**Document section:**
Olegario Victor Andrade
Olegario Víctor Andrade (Alegrete, Río Grande do Sul, March 6, 1839 – Buenos Aires, Argentina, October 30, 1882) was an Argentine poet, journalist, and politician of Brazilian origin.
Biography
He was the son of Mariano Andrade, from Santa Fe, who served as justice of the peace, and Marta Burgos (from Entre Ríos). Due to political differences between his father and the government, they must leave Argentina for Brazil, where Olegario, the eldest of three brothers, was born. Shortly after being born, they return to Argentina, where they settle in Gualeguaychú, the city where he would spend all his childhood and youth. He was orphaned of father and mother at a very young age (1847) and took care of his two younger brothers, Wenceslao and Úrsula.

**Entries:**
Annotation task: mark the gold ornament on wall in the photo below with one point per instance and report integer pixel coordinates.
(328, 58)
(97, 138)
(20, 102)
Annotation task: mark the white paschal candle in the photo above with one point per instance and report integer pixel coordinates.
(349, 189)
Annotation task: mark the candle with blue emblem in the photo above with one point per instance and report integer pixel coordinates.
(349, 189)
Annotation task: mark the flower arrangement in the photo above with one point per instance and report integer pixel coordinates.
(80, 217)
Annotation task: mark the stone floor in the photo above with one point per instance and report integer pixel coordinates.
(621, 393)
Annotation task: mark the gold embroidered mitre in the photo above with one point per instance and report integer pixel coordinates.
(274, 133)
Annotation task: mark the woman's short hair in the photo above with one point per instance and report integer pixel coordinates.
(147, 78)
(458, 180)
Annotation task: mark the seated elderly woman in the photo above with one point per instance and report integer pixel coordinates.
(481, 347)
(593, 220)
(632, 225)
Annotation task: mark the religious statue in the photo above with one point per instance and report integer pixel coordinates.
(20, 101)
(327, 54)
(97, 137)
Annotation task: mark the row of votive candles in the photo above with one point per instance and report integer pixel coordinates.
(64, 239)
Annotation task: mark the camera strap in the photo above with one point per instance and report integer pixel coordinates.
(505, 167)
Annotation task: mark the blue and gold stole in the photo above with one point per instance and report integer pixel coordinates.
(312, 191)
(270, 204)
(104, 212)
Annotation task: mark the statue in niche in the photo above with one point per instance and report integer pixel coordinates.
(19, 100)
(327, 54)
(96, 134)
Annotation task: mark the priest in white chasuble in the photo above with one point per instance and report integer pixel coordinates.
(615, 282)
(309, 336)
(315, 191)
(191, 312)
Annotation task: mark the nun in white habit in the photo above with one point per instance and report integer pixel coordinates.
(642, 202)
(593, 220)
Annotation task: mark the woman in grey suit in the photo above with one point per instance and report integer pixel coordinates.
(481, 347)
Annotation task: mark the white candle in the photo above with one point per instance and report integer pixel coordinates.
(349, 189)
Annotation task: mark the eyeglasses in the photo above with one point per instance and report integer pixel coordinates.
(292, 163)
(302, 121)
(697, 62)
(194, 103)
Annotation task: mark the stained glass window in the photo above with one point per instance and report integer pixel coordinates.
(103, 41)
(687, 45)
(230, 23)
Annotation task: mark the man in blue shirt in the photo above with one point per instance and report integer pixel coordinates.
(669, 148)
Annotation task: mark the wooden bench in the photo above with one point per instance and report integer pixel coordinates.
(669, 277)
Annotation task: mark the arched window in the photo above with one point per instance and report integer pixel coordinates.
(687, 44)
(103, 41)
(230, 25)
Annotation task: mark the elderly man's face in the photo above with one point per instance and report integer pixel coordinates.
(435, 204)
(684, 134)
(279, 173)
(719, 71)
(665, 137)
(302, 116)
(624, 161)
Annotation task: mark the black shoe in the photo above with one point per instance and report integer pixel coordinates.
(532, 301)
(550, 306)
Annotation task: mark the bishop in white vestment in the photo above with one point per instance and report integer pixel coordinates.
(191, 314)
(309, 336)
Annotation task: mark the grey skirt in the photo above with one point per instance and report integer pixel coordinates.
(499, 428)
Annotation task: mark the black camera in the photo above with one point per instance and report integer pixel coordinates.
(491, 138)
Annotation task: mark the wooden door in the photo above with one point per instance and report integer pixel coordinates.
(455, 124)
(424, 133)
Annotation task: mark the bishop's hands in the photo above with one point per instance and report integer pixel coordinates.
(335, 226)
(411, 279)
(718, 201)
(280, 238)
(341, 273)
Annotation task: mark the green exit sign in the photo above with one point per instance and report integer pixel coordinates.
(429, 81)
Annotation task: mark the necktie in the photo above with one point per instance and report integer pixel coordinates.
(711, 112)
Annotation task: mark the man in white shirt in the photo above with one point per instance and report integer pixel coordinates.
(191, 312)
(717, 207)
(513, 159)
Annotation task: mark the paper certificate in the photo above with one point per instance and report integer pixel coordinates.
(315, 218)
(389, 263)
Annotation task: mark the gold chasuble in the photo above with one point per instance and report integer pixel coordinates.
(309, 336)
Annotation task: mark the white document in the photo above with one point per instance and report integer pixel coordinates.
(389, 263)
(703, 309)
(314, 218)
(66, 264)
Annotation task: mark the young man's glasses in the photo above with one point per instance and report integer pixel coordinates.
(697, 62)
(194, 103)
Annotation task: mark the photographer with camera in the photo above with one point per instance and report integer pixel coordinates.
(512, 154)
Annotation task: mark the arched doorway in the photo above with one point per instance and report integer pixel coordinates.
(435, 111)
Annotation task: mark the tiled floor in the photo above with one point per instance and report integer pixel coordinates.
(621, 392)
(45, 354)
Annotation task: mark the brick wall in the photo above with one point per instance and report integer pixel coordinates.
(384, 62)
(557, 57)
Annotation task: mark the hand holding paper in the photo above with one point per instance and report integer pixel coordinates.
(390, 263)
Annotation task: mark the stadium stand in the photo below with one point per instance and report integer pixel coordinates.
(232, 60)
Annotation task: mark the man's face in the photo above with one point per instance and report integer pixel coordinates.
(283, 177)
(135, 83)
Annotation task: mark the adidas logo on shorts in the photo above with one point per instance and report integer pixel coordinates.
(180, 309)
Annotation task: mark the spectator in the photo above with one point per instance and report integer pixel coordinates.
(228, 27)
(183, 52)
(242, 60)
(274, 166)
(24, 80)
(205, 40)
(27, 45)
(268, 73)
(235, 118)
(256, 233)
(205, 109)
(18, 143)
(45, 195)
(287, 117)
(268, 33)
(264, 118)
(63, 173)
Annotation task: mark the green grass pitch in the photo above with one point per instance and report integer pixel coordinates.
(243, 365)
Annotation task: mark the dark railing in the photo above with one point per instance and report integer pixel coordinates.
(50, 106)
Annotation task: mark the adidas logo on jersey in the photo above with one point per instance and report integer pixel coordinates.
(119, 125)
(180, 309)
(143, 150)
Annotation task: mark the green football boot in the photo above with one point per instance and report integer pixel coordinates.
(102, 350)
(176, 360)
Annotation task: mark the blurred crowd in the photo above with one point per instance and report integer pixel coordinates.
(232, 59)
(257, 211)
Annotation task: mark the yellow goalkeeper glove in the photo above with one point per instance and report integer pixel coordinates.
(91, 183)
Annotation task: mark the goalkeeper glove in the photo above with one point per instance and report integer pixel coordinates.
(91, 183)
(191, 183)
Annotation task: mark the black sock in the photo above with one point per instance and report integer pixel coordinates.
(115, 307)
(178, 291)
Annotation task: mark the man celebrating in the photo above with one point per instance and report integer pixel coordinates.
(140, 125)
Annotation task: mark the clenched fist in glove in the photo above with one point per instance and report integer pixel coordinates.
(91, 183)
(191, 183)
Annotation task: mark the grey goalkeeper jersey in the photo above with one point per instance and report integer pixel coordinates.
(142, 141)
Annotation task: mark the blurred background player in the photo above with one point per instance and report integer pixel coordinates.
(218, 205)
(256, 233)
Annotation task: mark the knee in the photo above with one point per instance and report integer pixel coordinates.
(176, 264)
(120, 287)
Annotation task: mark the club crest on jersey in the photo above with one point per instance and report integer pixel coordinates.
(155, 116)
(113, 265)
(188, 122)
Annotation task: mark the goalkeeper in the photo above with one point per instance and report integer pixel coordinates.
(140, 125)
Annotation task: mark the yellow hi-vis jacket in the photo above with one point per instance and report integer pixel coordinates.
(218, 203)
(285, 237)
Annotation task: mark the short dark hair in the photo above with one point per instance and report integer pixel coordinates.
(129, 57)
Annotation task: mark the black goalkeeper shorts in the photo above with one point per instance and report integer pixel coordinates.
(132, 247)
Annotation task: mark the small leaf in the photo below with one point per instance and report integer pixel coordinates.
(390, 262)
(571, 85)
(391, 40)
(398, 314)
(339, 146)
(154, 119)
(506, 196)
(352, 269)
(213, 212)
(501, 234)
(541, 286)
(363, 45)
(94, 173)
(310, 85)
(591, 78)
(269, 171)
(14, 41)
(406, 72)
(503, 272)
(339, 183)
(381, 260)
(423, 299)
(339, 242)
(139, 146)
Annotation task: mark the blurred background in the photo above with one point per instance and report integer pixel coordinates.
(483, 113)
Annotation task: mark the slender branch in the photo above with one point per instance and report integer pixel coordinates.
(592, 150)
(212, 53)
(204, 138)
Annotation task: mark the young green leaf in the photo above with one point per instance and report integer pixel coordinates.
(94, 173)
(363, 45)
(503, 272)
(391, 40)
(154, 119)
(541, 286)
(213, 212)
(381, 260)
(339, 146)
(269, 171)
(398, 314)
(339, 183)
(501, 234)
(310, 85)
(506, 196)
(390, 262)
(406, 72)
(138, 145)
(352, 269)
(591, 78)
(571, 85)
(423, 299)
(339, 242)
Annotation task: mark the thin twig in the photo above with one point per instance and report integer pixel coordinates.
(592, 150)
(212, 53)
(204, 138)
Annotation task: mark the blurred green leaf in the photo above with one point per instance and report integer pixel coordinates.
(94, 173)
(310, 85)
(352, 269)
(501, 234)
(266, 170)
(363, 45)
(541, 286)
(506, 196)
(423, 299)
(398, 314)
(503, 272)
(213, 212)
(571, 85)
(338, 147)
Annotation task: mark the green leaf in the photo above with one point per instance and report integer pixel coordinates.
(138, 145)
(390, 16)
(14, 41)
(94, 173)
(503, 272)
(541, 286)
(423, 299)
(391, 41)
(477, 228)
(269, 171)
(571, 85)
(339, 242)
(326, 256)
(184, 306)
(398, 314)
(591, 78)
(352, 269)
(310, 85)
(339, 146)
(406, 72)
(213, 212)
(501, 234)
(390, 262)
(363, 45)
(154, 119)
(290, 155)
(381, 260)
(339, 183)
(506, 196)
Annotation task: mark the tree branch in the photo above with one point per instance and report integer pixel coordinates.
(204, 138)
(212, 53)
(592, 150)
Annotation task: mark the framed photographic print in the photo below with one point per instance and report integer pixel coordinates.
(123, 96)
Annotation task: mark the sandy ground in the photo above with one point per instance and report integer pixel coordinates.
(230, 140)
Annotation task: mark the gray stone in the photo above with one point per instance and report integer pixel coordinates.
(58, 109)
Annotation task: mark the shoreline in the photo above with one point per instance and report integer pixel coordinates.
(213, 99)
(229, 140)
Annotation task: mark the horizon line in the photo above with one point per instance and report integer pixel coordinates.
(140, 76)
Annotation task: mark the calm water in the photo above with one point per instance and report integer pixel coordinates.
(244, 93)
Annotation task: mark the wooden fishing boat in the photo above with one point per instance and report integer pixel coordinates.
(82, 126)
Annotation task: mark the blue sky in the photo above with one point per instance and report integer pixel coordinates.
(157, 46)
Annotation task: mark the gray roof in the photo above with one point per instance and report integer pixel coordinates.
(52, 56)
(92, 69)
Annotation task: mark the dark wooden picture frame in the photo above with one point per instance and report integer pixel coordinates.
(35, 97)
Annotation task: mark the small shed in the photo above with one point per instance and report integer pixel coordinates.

**Exercise tasks:**
a) According to the biography of Olegario Víctor Andrade, in which city did he spend his childhood and youth?
b) Reproduce the Andrade biography from "Olegario Victor Andrade" up to and including "Wenceslao and Úrsula.".

**List of solutions:**
a) Gualeguaychú

b)
Olegario Victor Andrade
Olegario Víctor Andrade (Alegrete, Río Grande do Sul, March 6, 1839 – Buenos Aires, Argentina, October 30, 1882) was an Argentine poet, journalist, and politician of Brazilian origin.
Biography
He was the son of Mariano Andrade, from Santa Fe, who served as justice of the peace, and Marta Burgos (from Entre Ríos). Due to political differences between his father and the government, they must leave Argentina for Brazil, where Olegario, the eldest of three brothers, was born. Shortly after being born, they return to Argentina, where they settle in Gualeguaychú, the city where he would spend all his childhood and youth. He was orphaned of father and mother at a very young age (1847) and took care of his two younger brothers, Wenceslao and Úrsula.